#### Passage provided ####

> ## Documentation Index
> Fetch the complete documentation index at: https://docs.pullfrog.com/llms.txt
> Use this file to discover all available pages before exploring further.

# Learnings

Pullfrog carries useful context forward between agent runs so each run does not have to rediscover the same repo and PR facts from scratch.

There are three kinds of learnings:

* **Repo-level learnings** apply to every run in a repository.
* **PR-level learnings** apply only to a specific pull request while it is being reviewed or updated.
* **Cross-repo learnings** apply to [cross-repo (`--xrepo`)](/flags#cross-repo) runs across an organization.

## Repo-level learnings

Repo-level learnings are durable notes about how a repository works. They are meant for facts that future runs can reuse across many tasks.

Good repo-level learnings include:

* Setup and verification commands, like the right package manager, lint command, or targeted test command.
* Project conventions, like where shared utilities live or how components are usually styled.
* Repo-specific gotchas, like a flaky integration test, a generated file that should not be edited, or a deployment detail that changes how code should be validated.
* Stable architectural facts, like which package owns shared runtime logic or where auth decisions are enforced.

####

_Work order:_ Return the part of the Pullfrog learnings page starting at "Repo-level learnings are" and ending at "should be validated.", copied word for word.

#### Given entries ####

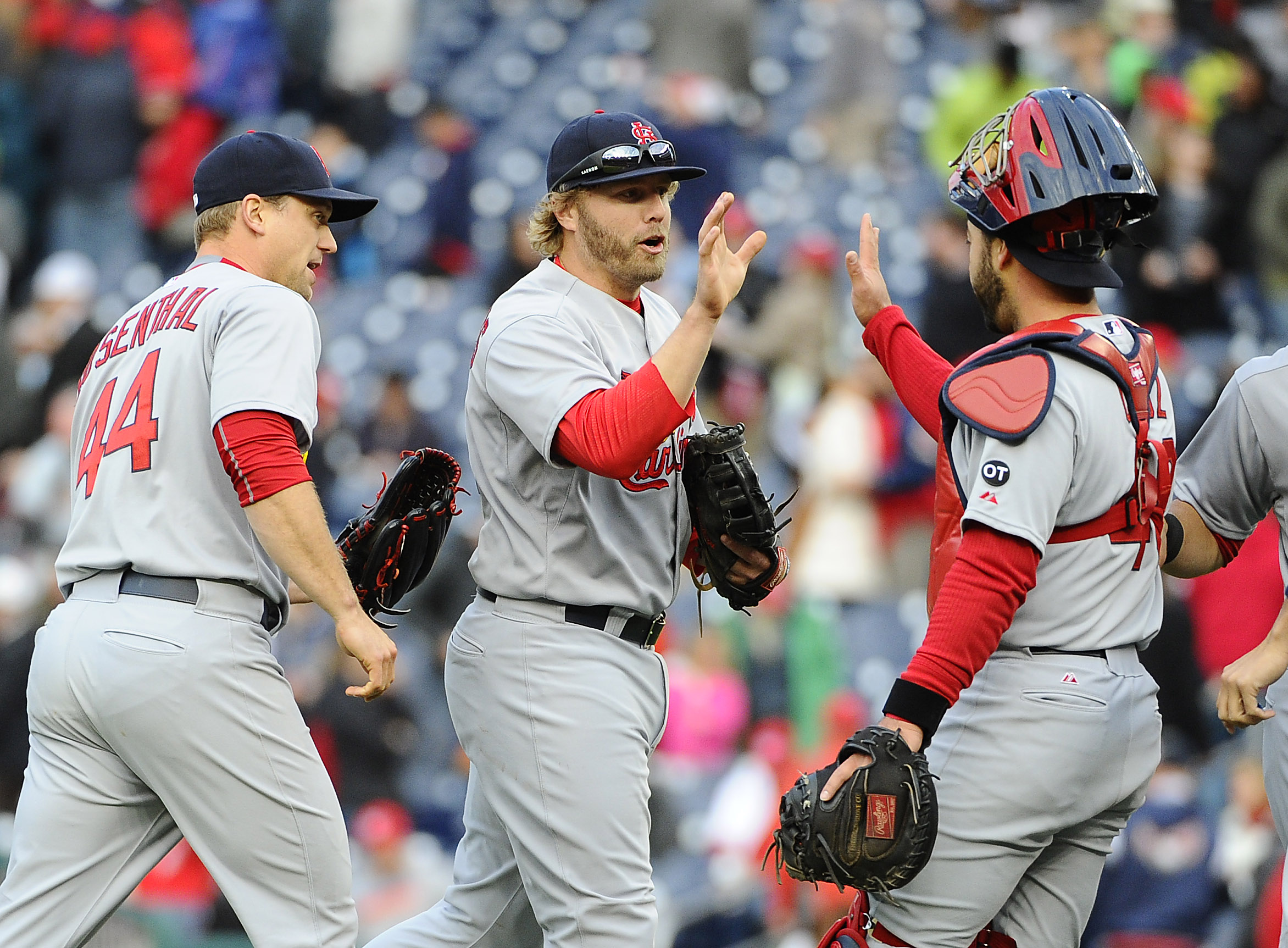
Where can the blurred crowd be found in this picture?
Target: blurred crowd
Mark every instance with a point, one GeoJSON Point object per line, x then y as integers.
{"type": "Point", "coordinates": [813, 113]}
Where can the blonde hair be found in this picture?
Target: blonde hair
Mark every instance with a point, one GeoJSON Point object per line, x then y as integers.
{"type": "Point", "coordinates": [545, 232]}
{"type": "Point", "coordinates": [218, 220]}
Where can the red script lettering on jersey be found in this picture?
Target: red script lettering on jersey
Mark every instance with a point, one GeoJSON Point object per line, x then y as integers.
{"type": "Point", "coordinates": [137, 435]}
{"type": "Point", "coordinates": [170, 312]}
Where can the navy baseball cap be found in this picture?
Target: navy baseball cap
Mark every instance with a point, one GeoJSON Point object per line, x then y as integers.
{"type": "Point", "coordinates": [267, 164]}
{"type": "Point", "coordinates": [582, 138]}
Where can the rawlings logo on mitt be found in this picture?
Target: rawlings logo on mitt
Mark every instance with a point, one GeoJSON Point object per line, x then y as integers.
{"type": "Point", "coordinates": [391, 548]}
{"type": "Point", "coordinates": [875, 834]}
{"type": "Point", "coordinates": [725, 500]}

####

_Answer to the problem:_
Repo-level learnings are durable notes about how a repository works. They are meant for facts that future runs can reuse across many tasks.

Good repo-level learnings include:

* Setup and verification commands, like the right package manager, lint command, or targeted test command.
* Project conventions, like where shared utilities live or how components are usually styled.
* Repo-specific gotchas, like a flaky integration test, a generated file that should not be edited, or a deployment detail that changes how code should be validated.